What to do:
Copy out every one of the items below, word for word and line for line.

Exercise material:
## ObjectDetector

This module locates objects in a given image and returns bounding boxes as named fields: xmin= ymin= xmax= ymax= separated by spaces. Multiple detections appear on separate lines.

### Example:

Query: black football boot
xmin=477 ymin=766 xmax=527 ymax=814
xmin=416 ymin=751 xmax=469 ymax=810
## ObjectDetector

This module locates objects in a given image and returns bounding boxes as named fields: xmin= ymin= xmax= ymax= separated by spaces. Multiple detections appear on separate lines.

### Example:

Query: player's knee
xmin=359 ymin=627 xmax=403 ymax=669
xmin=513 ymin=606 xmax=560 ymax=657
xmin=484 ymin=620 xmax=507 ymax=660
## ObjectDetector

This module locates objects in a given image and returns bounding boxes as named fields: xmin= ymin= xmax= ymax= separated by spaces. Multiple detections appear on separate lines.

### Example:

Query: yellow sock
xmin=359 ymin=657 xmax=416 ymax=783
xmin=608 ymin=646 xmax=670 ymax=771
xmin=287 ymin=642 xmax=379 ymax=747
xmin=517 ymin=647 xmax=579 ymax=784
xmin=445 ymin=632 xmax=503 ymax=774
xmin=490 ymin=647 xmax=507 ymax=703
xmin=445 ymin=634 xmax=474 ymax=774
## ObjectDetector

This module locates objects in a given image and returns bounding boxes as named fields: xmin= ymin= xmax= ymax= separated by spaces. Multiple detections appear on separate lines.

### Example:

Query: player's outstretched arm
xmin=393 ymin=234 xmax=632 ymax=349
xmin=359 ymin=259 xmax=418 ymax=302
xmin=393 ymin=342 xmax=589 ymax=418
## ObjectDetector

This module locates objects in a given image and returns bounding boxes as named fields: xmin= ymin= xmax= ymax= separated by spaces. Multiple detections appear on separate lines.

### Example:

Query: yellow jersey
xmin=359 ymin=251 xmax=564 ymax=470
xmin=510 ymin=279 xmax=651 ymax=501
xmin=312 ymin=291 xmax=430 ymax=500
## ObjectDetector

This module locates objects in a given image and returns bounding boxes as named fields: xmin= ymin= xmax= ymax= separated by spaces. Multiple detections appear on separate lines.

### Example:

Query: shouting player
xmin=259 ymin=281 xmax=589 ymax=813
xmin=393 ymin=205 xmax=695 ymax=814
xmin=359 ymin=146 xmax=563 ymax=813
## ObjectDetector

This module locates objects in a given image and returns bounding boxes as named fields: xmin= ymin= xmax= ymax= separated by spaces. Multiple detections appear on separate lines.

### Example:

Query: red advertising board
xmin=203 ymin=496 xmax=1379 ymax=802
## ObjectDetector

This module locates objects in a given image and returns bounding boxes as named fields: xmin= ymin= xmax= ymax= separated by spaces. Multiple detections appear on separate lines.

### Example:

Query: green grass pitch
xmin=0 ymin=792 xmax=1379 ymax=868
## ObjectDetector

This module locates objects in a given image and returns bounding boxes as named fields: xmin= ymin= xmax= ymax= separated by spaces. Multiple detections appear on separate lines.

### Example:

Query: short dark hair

Solution to this task:
## ObjectDetector

This module locates objects in a given image and returns bounding boxes as named fields: xmin= ymin= xmax= ymax= separated by spaces. Multiple detections appear on separate lines.

### Example:

Query: black football boot
xmin=477 ymin=766 xmax=527 ymax=814
xmin=416 ymin=751 xmax=469 ymax=810
## ObjectDetector

This module locates objects in a given image and returns bounding boxes as named fields: xmin= ymin= xmax= ymax= separated by spaces. Multiple detections appear on separate lines.

### Example:

Query: player's knee
xmin=359 ymin=627 xmax=403 ymax=669
xmin=513 ymin=606 xmax=560 ymax=657
xmin=484 ymin=620 xmax=507 ymax=660
## ObjectDetector

This module locates objects in a given image and returns bounding boxes as named fields: xmin= ymin= xmax= ymax= separated by spaces. Multiple detections appear on separate lines.

### Example:

Query: yellow sock
xmin=359 ymin=657 xmax=416 ymax=783
xmin=608 ymin=646 xmax=670 ymax=771
xmin=287 ymin=642 xmax=379 ymax=747
xmin=517 ymin=647 xmax=579 ymax=784
xmin=445 ymin=632 xmax=503 ymax=774
xmin=490 ymin=647 xmax=507 ymax=703
xmin=445 ymin=634 xmax=474 ymax=774
## ObjectDetector

This module locates objects in a given image and returns bounding boxes as named fields: xmin= ymin= xmax= ymax= separated by spaces. Multiple detections appear on separate lines.

### Example:

Query: player's outstretched arm
xmin=393 ymin=234 xmax=632 ymax=349
xmin=359 ymin=259 xmax=418 ymax=302
xmin=393 ymin=342 xmax=589 ymax=418
## ObjectDetector

This module locates objects in a given image and returns bounding boxes as named fields: xmin= ymin= xmax= ymax= separated by spaces. Multiple detections appear on separate lines.

### Example:

Query: yellow jersey
xmin=359 ymin=251 xmax=564 ymax=470
xmin=510 ymin=279 xmax=651 ymax=501
xmin=312 ymin=291 xmax=430 ymax=500
## ObjectDetector

This module locates objects in a given image and returns bounding boxes as named fields: xmin= ymin= xmax= ymax= separated by spaces. Multiple detections appear on separate lines.

### Example:

Query: shouting player
xmin=259 ymin=281 xmax=589 ymax=813
xmin=393 ymin=205 xmax=695 ymax=814
xmin=359 ymin=146 xmax=563 ymax=813
## ObjectDetector

This module locates objects in a given image and returns bounding boxes as named fields: xmin= ymin= xmax= ymax= separated by spaces. Multiple detections appear on separate lines.

### Example:

Query: red advertising board
xmin=203 ymin=496 xmax=1379 ymax=802
## ObjectDetector

This module locates objects in a given image and returns bounding boxes as named fields: xmin= ymin= xmax= ymax= separated by spaces. Multiple detections appear on separate lines.

### Example:

Query: green grass pitch
xmin=0 ymin=792 xmax=1379 ymax=868
## ObjectDetector

This module locates objects in a given image and returns bounding boxes as named fields: xmin= ymin= xmax= ymax= separated by spaces. Multiple detections appear on separate lines.

### Example:

Query: short dark hair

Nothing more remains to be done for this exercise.